Re: [RFC] libata new EH document

Albert Lee <albertcc@xxxxxxxxxx> · Tue, 30 Aug 2005 17:10:17 +0800

Tejun Heo wrote:

Hello, Jeff, Albert & ATA developers.

This is the final one of recent document series for libata EH - SCSI
EH, ATA exceptions, libata EH and, this one - libata new EH.

This document tries to discuss how to implement new advanced EH.  It
also describes some proposed mechanisms in detail.  I'm aware that
things are vague without actual code, but I still think this document
alone can at least help discussion if nothing else.  As long as some
consensus is reached regarding general desing, I'll follow up with
patches.

Jeff, a lot are from my previous new EH/NCQ patchset but also quite
a bit has changed (for better, I hope).

Thanks.

libata new EH
======================================

As discussed in the previous libata EH doc, the current libata EH
needs some improvements.  This document discusses goals of new libata
EH and how to reach them.  Please read SCSI EH, ATA exceptions and
libata EH documents first.

TABLE OF CONTENTS

[1] Goals & design choices
   [1-1] Use SCSI hostt->eh_strategy_handler()
   [1-2] Unified error path in an EH thread
   [1-3] Synchronization
   [1-4] Clean mechanism to hand off qc's to EH
   [1-5] Separate EH qc
   [1-6] SCSI/libata separation
[2] Designs
   [2-1] Handoff of failed qc's
   [2-2] Timed out scmd's and qc's
   [2-3] Summary of [2-1] and [2-2]
   [2-4] EH processing & completion
[3] Ideas
   [3-1] Using EH for non-error exceptions and dynamic reconfiguration
   [3-2] Using EH for host_set level exclusion
[4] Implementation plan

[1] Goals & design choices

The final goal is implementing advanced error handling as described
in ATA exceptions document including NCQ EH, dynamic transport
reconfiguration and non-error exception handling for power management
and hot plugging.

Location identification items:
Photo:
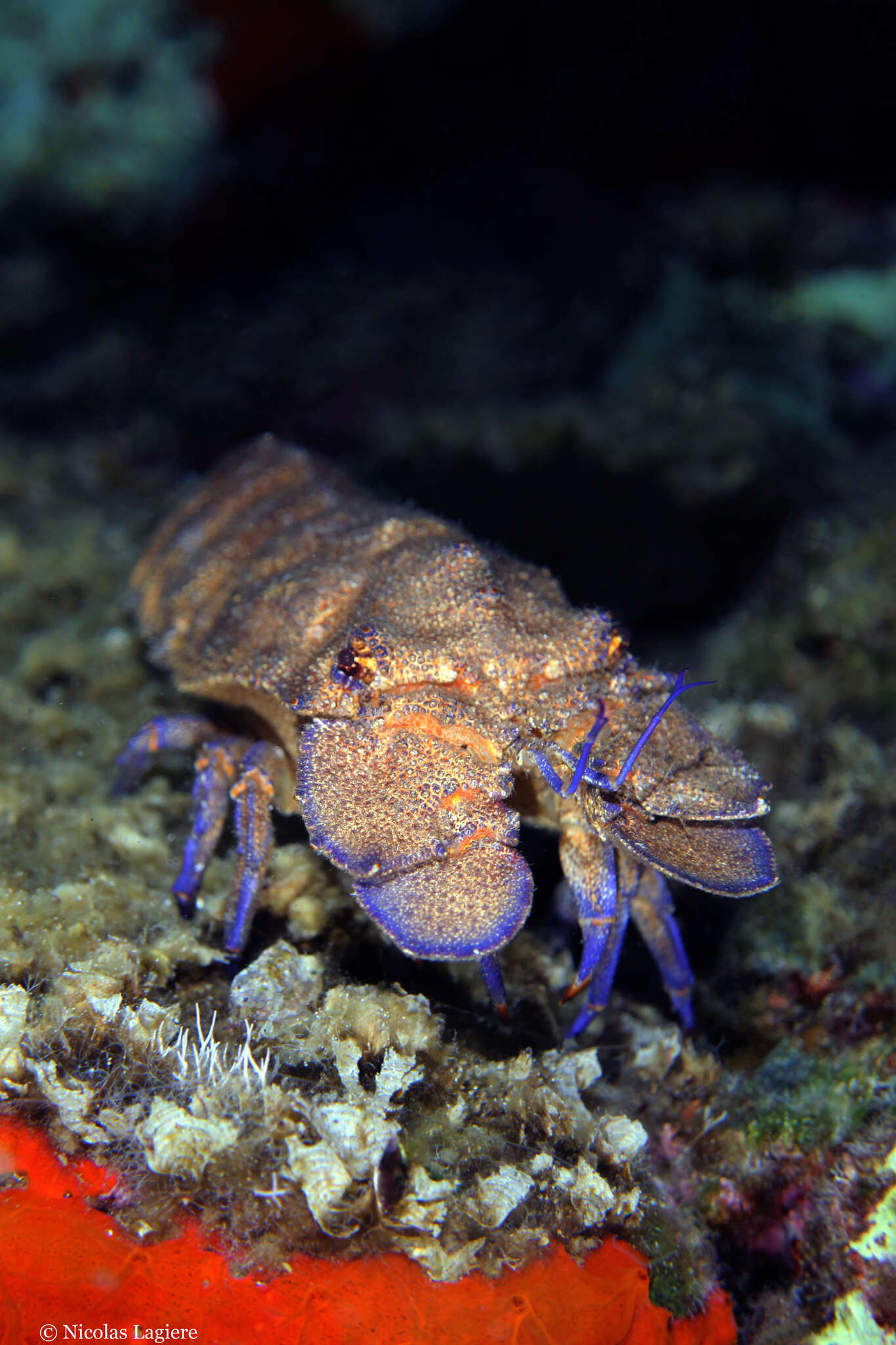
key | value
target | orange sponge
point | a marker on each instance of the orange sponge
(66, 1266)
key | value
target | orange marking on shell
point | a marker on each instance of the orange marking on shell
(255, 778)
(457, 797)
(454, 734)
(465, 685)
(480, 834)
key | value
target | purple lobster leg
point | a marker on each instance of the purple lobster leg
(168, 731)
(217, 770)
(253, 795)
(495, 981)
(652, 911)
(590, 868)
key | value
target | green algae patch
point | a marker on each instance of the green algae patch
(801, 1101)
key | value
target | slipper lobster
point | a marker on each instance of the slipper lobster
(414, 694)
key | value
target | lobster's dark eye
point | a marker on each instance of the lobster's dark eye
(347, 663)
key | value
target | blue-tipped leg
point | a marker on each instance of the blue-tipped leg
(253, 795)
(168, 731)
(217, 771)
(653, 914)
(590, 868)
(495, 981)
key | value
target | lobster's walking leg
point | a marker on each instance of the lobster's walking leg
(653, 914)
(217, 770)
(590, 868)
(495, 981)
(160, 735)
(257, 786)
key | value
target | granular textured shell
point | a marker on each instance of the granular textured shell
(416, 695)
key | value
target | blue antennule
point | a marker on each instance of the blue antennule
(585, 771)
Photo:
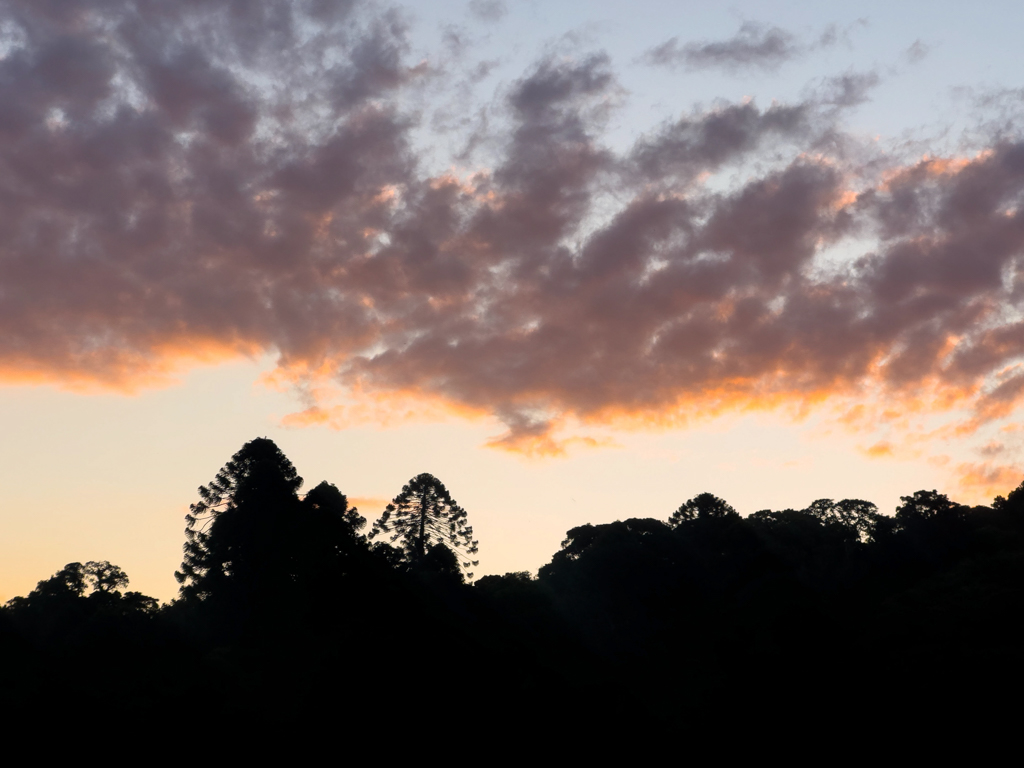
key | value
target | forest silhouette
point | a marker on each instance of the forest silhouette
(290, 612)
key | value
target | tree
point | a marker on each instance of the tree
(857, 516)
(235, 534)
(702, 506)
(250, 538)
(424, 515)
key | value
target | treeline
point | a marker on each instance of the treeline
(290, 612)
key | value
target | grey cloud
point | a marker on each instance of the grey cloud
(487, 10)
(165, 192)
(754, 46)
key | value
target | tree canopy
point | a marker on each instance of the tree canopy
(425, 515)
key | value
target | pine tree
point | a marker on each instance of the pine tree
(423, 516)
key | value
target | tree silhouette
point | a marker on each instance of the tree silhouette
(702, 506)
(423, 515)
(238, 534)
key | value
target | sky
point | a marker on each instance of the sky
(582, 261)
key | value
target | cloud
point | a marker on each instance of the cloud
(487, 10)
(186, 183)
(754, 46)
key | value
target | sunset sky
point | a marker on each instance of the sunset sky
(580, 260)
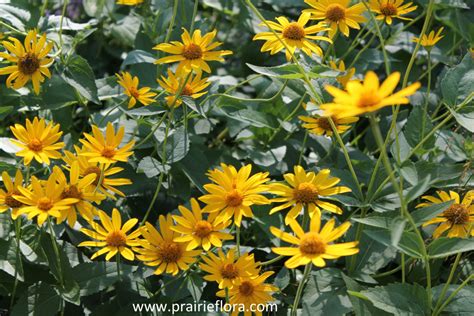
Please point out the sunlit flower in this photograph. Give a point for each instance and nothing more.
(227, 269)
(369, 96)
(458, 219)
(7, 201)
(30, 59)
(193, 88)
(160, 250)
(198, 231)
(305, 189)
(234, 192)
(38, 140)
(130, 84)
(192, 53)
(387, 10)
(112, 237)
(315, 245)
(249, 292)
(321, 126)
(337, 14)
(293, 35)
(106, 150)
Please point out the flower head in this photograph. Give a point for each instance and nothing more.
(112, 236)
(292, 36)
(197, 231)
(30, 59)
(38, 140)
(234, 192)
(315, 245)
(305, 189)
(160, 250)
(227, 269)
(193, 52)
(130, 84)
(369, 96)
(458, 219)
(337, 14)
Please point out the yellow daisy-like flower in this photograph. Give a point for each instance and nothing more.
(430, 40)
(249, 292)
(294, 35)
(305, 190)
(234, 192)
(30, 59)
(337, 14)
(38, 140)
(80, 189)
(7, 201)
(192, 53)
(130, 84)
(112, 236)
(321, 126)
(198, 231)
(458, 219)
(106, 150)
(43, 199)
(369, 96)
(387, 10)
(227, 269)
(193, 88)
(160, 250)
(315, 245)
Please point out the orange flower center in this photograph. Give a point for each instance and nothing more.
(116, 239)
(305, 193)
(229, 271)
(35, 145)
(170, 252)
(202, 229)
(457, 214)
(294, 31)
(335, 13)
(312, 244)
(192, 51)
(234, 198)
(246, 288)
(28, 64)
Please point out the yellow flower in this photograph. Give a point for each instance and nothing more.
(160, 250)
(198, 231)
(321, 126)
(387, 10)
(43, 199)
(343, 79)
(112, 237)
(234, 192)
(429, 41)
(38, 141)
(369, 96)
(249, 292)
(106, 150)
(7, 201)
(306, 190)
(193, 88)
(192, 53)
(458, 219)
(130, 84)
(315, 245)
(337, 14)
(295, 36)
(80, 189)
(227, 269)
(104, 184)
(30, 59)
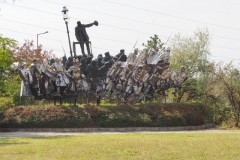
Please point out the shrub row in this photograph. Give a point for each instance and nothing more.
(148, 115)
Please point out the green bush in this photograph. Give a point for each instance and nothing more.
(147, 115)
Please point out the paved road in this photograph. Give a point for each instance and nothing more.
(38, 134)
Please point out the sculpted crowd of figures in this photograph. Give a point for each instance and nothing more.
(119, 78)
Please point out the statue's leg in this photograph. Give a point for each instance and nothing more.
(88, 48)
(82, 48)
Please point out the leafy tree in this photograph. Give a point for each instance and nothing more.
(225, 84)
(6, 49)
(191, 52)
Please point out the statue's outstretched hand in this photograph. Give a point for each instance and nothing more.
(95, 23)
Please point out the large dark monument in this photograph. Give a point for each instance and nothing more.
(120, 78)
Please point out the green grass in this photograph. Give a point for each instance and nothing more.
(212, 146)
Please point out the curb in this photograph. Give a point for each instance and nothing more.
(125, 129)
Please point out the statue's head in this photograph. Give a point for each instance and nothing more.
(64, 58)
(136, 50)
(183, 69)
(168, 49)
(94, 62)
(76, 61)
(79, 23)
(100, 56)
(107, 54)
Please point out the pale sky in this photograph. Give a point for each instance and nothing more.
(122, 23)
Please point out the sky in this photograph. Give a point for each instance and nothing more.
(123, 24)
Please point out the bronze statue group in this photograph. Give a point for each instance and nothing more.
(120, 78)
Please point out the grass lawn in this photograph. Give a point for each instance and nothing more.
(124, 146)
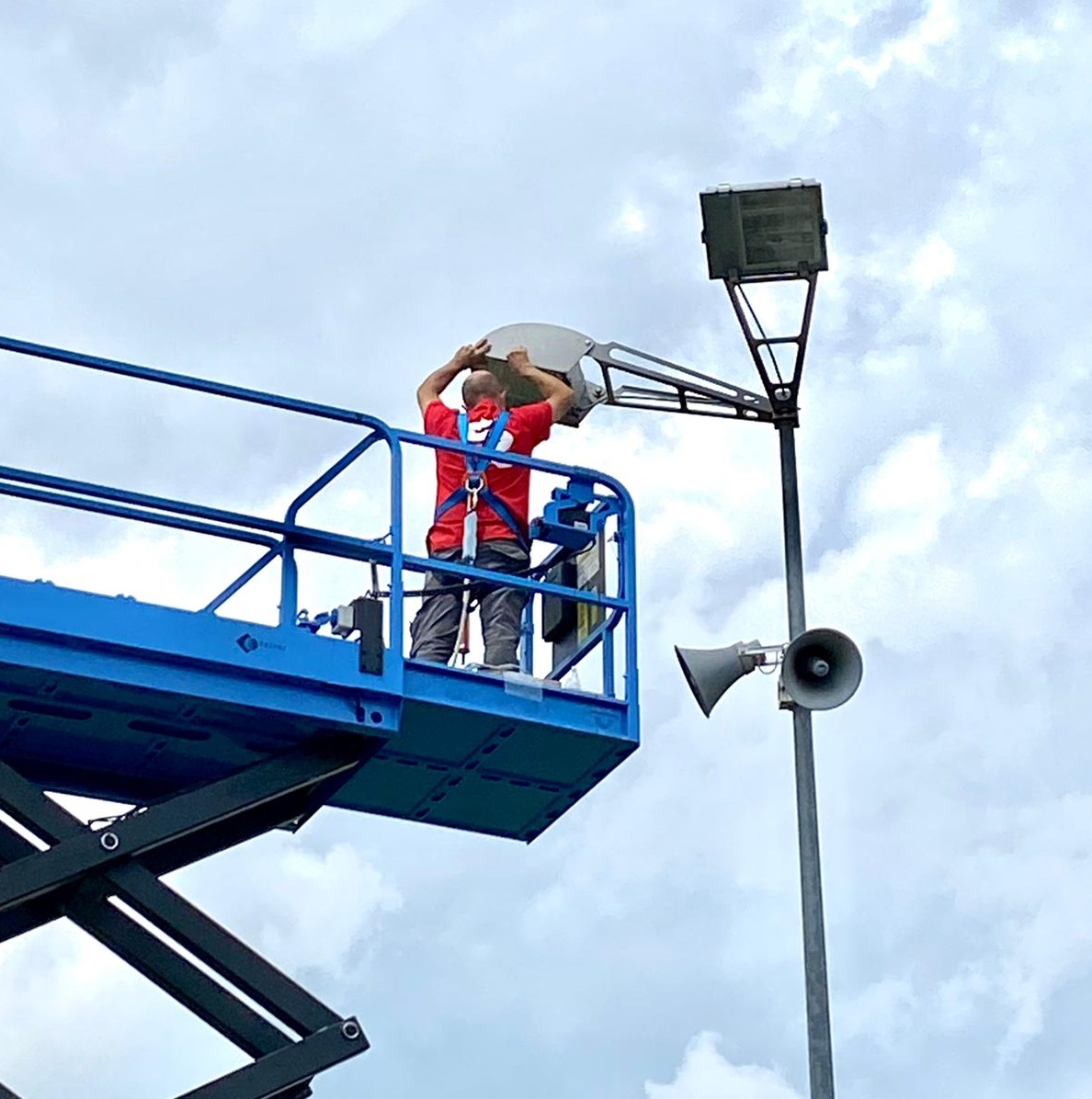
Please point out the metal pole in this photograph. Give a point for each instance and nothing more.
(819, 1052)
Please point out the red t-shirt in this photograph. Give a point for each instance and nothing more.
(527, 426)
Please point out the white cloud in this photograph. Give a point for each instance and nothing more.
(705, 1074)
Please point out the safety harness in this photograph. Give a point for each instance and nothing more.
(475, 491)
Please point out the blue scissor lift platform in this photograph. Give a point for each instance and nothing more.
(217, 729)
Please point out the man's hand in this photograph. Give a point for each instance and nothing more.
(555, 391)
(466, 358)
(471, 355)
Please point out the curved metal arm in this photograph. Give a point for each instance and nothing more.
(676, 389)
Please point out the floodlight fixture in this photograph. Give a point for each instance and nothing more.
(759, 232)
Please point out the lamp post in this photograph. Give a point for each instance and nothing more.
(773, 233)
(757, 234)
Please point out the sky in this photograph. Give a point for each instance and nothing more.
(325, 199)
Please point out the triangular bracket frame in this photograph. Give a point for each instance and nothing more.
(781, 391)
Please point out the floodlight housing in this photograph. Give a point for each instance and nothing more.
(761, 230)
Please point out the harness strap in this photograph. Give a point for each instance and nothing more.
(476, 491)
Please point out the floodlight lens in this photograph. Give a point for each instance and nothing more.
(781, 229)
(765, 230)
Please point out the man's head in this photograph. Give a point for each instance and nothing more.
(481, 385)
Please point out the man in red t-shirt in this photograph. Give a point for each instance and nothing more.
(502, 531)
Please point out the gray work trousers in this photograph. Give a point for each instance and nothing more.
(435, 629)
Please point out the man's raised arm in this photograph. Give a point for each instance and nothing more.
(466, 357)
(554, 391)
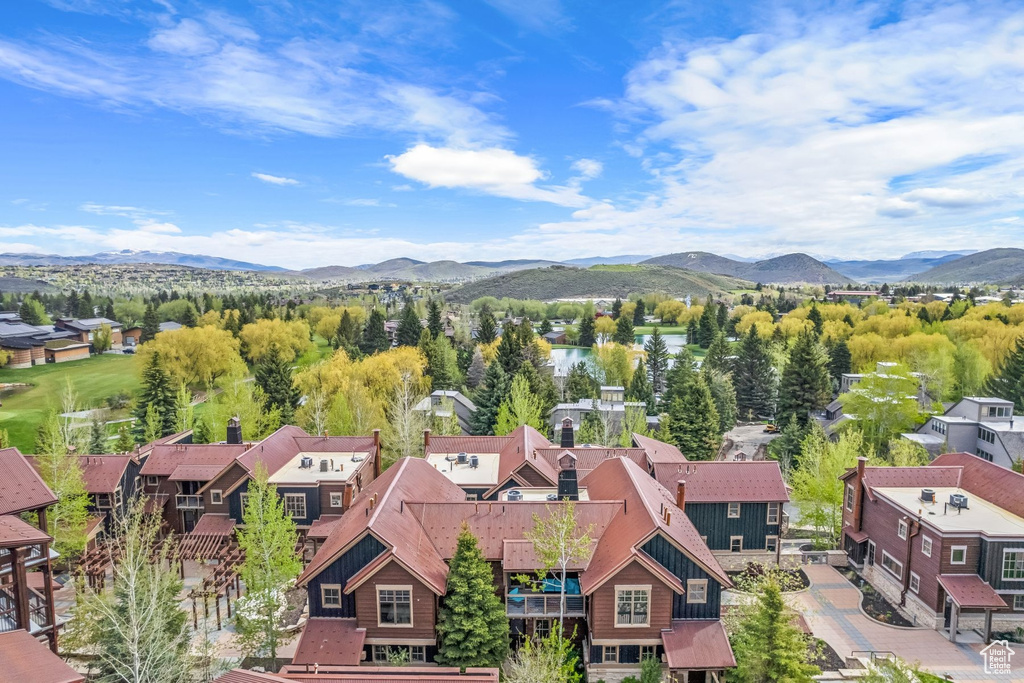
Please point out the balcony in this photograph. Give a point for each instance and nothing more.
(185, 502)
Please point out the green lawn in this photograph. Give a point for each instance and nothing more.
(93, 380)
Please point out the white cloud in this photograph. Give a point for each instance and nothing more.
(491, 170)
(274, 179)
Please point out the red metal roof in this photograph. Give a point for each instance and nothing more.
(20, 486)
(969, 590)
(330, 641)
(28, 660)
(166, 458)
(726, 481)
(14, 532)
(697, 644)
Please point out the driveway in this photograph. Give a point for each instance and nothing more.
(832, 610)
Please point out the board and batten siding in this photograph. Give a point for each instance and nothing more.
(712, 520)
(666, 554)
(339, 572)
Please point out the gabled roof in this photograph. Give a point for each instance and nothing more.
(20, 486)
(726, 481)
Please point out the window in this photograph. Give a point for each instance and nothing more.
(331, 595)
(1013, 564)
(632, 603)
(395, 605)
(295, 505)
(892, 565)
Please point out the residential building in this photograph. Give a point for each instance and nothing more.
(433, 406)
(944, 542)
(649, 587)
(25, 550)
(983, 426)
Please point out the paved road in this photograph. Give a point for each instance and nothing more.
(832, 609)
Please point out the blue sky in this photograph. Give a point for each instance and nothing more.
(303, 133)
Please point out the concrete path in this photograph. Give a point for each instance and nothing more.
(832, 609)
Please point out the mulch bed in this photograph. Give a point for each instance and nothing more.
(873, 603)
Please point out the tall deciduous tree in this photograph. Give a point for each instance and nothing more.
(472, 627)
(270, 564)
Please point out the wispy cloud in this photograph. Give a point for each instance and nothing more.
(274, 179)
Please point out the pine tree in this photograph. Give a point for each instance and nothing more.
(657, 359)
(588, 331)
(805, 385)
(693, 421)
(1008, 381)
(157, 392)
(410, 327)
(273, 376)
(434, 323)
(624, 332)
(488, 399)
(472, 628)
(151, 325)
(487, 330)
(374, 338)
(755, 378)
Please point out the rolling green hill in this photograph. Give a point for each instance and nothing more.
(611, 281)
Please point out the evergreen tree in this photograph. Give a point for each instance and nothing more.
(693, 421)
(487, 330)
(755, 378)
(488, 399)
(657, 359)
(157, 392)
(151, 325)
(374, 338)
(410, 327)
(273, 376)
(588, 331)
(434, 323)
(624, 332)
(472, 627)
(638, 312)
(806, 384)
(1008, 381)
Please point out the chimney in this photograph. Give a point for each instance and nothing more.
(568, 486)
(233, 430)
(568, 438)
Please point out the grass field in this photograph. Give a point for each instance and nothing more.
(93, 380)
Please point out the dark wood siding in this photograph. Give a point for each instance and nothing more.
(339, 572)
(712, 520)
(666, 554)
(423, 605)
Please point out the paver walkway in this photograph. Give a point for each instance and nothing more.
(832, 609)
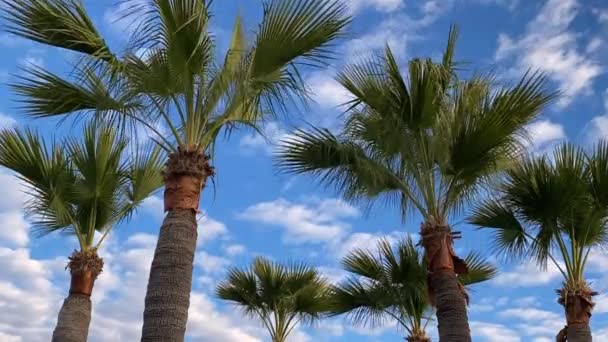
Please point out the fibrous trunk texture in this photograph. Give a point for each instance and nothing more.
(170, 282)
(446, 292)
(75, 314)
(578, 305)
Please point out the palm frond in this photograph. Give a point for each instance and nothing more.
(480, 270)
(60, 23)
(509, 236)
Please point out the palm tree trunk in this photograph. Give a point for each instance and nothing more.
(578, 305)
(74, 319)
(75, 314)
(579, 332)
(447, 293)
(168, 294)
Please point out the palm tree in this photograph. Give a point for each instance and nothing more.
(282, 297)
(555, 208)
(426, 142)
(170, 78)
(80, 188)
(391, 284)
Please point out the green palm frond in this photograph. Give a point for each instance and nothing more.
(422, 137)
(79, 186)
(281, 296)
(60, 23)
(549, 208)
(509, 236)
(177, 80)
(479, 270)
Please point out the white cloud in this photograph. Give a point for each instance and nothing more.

## Exercise requirements
Reproduce the part of the libata EH post that begins at the words "As discussed in" and stops after "EH documents first.". Work only from the libata EH post, not from the rows.

## Completed task
As discussed in the previous libata EH doc, the current libata EH
needs some improvements.  This document discusses goals of new libata
EH and how to reach them.  Please read SCSI EH, ATA exceptions and
libata EH documents first.